> [Instructions for the task]:
Show each line of the data below that contains the string "distant", one per line.

-- begin Records shown --

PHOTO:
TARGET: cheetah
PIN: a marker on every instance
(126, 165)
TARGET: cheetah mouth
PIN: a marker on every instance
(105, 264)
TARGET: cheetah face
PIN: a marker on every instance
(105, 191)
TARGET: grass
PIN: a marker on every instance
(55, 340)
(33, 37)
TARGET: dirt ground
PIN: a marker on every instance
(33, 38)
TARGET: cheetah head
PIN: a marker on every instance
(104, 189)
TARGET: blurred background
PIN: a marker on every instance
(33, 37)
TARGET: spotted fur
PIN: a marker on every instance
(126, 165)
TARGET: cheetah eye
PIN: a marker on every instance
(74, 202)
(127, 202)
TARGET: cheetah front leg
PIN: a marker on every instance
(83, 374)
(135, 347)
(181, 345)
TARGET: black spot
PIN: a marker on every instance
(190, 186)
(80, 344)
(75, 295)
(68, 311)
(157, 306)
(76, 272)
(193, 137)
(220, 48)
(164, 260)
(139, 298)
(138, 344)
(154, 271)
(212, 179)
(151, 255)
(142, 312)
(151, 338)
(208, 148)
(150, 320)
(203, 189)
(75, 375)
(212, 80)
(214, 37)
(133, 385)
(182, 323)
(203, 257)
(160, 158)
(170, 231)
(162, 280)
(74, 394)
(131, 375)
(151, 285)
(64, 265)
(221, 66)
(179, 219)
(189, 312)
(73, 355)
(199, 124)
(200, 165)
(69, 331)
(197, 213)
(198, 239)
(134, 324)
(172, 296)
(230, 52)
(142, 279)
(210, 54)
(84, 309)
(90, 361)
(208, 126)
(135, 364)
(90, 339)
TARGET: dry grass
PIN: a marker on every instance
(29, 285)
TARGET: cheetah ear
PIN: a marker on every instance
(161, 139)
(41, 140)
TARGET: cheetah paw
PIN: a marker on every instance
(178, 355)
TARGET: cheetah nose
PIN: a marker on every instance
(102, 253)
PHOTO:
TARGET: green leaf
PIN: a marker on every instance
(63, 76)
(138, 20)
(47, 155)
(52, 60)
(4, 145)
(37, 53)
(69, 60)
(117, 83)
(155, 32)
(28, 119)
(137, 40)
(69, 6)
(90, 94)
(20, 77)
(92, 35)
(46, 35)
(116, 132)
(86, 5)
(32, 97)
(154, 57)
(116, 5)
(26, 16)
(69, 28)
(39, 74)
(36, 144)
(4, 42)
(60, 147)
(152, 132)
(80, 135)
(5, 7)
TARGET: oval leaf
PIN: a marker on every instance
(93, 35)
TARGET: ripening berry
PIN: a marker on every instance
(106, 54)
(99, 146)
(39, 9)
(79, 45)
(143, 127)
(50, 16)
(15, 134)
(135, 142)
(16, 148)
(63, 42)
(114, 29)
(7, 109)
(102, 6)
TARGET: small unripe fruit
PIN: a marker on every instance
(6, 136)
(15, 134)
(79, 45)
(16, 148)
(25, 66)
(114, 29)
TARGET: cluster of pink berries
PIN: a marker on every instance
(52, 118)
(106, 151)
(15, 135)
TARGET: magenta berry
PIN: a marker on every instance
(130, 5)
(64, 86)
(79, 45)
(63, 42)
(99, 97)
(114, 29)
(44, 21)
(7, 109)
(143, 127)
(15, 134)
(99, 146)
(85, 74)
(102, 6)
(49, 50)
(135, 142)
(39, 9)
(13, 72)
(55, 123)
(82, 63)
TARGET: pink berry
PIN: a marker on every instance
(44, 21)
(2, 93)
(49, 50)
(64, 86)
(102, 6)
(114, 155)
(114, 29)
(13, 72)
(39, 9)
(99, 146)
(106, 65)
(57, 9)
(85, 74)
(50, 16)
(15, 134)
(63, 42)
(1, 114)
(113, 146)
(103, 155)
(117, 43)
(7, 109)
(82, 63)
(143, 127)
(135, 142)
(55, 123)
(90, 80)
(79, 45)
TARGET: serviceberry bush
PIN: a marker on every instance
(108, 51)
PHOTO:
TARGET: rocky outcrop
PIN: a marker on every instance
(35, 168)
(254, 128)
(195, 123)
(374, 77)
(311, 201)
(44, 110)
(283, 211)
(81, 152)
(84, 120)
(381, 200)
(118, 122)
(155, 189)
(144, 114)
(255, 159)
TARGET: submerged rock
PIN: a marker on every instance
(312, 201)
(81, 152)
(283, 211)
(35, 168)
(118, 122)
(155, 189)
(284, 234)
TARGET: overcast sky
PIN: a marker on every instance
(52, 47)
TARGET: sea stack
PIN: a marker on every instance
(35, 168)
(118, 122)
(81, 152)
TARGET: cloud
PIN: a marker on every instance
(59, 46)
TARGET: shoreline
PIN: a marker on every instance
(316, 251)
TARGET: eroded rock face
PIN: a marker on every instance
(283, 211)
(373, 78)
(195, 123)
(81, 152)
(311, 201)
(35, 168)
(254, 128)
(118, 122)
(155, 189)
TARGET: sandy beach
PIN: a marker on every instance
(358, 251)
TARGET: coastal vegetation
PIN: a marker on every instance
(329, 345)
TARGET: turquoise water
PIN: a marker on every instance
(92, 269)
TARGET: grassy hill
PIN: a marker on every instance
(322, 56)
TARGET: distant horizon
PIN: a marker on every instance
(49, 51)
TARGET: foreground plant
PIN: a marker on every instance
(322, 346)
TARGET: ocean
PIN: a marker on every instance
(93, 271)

-- end Records shown --
-- begin Records shown --

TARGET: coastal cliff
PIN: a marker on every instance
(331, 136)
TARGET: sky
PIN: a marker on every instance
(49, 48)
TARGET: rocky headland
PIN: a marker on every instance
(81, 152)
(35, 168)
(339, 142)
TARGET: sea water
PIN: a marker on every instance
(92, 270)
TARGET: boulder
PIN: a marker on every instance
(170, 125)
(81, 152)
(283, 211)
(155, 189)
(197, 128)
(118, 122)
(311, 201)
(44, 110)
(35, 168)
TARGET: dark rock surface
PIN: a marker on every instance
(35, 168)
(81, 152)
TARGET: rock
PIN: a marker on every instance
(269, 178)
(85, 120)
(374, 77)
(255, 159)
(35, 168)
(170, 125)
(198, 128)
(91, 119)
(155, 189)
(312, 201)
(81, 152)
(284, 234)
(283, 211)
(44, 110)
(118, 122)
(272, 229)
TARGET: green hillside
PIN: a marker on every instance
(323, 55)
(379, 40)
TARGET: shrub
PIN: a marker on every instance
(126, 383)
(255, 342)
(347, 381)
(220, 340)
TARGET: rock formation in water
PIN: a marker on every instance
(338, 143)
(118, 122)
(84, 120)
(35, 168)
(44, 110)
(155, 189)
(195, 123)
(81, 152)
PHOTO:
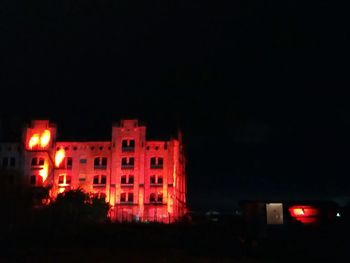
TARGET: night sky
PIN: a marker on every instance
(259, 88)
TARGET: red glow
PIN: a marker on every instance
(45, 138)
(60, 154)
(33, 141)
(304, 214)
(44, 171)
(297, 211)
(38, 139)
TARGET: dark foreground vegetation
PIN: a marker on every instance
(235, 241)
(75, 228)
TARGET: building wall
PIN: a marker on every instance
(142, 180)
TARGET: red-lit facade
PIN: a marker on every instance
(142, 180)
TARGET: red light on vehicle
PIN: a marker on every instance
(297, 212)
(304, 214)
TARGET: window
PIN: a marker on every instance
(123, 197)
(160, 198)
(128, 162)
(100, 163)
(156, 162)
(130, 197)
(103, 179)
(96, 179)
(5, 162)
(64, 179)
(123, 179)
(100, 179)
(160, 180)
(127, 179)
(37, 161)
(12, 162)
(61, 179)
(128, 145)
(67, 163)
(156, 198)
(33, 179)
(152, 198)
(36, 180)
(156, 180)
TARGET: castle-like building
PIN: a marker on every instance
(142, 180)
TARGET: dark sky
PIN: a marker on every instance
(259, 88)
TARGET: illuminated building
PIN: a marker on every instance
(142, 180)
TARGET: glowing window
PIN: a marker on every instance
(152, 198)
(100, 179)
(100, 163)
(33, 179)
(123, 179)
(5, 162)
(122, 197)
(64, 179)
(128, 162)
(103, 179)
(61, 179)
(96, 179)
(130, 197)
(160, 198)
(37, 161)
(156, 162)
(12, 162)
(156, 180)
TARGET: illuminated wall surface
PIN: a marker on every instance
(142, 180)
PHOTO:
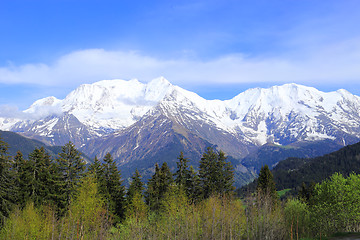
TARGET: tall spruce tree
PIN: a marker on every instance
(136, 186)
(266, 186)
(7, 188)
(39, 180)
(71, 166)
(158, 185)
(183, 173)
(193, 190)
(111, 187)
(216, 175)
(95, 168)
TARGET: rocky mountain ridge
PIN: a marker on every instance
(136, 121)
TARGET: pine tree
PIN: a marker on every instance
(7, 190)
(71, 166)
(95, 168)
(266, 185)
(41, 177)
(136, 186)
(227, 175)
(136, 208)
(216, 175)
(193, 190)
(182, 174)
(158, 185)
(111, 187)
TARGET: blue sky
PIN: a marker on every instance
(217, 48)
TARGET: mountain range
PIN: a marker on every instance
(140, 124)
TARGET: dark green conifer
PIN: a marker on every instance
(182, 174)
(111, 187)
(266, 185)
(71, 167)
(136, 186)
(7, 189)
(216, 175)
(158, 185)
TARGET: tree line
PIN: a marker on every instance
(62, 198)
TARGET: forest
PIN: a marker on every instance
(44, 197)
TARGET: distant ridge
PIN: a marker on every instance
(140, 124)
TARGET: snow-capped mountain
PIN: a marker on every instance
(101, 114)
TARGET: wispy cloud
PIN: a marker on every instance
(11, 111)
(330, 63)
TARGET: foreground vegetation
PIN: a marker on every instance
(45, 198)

-- end Records shown --

> [Result for this exercise]:
TARGET: distant horizon
TARGET: distant ridge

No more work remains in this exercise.